(SUPPLIED INFORMATION):
----

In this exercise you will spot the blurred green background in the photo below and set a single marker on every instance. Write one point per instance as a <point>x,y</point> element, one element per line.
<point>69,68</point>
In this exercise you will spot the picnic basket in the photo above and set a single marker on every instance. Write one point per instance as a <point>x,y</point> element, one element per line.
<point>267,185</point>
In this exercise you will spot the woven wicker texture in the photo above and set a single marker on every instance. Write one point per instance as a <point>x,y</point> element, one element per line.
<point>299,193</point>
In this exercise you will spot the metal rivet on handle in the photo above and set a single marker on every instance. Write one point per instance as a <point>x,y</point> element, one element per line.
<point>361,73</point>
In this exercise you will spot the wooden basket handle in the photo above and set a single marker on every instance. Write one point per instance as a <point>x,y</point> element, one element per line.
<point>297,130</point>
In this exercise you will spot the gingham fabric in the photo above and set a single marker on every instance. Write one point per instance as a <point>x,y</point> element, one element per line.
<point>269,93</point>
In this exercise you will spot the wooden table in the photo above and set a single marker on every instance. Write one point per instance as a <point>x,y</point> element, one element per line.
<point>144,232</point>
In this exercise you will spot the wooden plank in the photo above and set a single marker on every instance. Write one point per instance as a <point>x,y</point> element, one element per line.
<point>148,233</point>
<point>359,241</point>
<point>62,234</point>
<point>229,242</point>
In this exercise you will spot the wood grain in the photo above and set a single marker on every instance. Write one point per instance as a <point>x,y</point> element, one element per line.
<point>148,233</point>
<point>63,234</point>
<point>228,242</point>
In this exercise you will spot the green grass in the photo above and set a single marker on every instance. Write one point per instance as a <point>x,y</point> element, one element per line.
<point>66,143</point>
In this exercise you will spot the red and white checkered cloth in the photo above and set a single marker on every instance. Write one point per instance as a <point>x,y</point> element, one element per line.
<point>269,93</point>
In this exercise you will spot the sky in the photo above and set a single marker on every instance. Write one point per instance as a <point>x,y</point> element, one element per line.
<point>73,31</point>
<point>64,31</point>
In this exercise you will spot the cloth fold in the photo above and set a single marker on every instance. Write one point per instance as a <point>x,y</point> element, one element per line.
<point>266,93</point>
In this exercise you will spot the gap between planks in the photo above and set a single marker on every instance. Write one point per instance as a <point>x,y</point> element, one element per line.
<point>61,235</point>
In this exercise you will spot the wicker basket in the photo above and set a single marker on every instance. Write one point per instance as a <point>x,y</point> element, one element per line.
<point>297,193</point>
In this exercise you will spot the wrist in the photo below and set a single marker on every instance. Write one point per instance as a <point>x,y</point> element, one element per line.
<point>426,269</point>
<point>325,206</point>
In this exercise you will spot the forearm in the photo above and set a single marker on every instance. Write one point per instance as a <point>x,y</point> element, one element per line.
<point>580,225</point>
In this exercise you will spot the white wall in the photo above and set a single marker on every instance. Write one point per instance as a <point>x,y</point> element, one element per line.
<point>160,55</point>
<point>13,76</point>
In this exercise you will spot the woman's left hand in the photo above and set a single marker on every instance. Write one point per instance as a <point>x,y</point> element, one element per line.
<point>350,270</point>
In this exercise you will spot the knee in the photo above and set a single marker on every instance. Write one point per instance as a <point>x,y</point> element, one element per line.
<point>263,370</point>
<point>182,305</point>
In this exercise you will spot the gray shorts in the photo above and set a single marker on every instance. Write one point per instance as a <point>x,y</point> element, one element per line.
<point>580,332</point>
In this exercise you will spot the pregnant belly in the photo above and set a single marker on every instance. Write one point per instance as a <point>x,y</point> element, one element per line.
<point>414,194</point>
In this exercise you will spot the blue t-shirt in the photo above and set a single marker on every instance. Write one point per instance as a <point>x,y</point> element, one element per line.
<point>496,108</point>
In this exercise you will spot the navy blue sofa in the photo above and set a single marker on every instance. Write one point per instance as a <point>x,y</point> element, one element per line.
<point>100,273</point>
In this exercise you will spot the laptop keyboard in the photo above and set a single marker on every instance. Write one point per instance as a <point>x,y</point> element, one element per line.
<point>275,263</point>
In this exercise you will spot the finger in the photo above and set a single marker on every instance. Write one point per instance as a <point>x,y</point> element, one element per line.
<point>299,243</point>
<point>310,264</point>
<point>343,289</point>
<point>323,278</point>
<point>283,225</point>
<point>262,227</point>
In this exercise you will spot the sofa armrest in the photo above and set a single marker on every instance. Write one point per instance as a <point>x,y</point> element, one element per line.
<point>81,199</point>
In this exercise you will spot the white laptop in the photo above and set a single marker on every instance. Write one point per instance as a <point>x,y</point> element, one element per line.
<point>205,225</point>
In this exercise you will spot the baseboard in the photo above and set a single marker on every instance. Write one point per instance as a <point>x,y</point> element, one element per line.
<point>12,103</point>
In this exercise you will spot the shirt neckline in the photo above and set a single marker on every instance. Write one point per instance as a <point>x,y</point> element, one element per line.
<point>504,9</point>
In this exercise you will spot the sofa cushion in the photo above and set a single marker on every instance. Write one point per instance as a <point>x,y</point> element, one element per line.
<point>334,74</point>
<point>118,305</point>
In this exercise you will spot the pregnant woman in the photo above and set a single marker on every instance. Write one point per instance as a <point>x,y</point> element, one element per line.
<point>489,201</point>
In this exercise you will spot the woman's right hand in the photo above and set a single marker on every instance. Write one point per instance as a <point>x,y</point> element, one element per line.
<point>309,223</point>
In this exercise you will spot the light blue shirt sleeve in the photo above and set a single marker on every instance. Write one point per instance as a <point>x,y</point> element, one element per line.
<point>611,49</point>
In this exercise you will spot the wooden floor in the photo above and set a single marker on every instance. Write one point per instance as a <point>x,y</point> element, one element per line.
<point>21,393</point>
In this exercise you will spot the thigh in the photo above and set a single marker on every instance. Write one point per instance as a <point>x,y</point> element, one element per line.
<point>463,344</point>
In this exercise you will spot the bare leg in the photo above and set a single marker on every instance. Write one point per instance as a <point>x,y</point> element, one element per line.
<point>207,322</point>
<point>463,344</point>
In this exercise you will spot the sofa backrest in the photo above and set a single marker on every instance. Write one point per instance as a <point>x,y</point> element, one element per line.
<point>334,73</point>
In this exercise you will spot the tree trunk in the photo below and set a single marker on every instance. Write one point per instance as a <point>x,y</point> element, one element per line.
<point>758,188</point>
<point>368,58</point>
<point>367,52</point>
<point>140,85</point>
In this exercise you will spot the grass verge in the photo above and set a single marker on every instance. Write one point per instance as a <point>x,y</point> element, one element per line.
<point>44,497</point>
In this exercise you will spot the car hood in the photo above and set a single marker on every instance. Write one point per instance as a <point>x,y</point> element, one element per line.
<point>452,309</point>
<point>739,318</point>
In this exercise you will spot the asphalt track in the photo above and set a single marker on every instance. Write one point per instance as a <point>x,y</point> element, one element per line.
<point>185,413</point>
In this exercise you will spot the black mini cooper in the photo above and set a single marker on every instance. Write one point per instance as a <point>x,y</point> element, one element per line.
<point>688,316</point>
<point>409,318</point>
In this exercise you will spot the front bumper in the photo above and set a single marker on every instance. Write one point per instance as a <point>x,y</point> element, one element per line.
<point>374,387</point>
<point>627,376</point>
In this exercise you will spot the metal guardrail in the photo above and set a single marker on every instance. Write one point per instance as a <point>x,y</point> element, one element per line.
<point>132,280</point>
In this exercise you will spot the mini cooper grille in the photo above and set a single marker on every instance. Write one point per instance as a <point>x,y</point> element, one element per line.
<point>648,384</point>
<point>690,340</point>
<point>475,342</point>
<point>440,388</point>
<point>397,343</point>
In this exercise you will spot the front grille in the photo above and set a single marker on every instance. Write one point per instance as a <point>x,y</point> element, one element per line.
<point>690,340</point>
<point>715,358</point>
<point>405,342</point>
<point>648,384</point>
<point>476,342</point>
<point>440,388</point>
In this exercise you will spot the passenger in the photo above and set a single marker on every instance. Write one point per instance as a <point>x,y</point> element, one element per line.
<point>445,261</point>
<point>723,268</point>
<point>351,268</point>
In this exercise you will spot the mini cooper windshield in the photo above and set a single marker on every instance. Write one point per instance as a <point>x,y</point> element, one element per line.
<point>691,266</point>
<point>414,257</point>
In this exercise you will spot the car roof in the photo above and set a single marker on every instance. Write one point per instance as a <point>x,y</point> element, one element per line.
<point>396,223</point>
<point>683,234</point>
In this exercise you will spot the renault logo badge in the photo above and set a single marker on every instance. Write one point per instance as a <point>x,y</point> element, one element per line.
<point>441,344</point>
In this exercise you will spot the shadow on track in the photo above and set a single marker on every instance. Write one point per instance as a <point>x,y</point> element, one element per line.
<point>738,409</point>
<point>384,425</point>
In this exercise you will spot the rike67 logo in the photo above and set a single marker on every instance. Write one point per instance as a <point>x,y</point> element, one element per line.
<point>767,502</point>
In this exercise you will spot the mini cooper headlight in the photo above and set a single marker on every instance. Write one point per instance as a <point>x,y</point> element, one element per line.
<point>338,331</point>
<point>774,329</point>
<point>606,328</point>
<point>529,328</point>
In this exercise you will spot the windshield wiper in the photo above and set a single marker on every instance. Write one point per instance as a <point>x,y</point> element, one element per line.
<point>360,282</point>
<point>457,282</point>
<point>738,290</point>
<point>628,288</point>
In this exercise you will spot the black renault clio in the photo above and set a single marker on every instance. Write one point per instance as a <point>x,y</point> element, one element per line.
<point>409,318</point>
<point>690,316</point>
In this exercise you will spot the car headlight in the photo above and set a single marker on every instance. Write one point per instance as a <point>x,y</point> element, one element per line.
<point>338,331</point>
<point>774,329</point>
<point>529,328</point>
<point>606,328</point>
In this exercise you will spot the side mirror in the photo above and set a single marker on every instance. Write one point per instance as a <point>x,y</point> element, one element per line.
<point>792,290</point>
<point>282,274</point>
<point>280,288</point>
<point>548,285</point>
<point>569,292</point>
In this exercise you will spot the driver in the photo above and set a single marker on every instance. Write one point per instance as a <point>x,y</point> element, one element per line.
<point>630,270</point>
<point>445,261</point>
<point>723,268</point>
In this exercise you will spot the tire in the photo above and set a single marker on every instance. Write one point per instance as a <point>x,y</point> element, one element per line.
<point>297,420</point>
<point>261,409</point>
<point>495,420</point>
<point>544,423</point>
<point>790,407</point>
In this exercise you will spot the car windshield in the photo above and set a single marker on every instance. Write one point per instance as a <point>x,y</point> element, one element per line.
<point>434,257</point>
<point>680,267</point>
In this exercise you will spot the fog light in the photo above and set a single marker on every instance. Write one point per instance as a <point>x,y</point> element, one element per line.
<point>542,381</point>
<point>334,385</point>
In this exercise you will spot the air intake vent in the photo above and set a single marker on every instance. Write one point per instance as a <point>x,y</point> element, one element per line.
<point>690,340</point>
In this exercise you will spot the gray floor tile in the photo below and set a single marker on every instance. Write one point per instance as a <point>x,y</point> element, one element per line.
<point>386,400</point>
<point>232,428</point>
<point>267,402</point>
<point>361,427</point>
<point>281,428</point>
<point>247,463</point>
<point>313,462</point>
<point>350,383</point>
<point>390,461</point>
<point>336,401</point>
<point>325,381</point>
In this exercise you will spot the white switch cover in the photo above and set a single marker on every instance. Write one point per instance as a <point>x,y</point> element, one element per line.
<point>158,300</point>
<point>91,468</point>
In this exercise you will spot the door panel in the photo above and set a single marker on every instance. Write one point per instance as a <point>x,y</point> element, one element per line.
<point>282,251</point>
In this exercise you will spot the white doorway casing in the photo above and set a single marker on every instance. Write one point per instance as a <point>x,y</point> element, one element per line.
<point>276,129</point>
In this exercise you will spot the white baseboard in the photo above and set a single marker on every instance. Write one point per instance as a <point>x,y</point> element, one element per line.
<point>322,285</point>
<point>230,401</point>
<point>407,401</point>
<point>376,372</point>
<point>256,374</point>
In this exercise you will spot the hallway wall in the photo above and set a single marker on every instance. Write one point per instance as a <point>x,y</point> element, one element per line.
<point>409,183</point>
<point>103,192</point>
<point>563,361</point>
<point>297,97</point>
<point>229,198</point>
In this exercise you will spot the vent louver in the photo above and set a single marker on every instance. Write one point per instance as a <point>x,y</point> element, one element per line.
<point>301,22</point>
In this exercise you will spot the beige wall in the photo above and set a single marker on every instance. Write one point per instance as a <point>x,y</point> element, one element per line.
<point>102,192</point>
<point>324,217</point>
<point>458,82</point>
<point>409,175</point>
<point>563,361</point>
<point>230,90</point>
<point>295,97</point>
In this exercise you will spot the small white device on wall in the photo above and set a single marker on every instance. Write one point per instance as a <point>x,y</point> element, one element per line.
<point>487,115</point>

----

(EXERCISE DETAILS): Rewrite the part of the records that opens with the line containing "In this exercise you will spot the car headlight" and closes with the line containing "<point>569,292</point>" as a Markdown table. Put a row number in a column headed Row and each line in a column headed Line, and leave out any blank lines.

(ANSWER TO THIS TASK):
| Row | Line |
|---|---|
| 1 | In this exercise you will spot the car headlight in the photo above and set a single marker on every instance. Write one point per instance as a <point>x,y</point> element, one element per line. |
| 2 | <point>338,331</point> |
| 3 | <point>774,329</point> |
| 4 | <point>529,328</point> |
| 5 | <point>606,328</point> |
| 6 | In this exercise you will spot the side mirror in the photo above and set a single marker on every instance. Write one point per instance as a <point>x,y</point> element, one element per line. |
| 7 | <point>792,290</point> |
| 8 | <point>282,274</point> |
| 9 | <point>280,288</point> |
| 10 | <point>548,285</point> |
| 11 | <point>569,292</point> |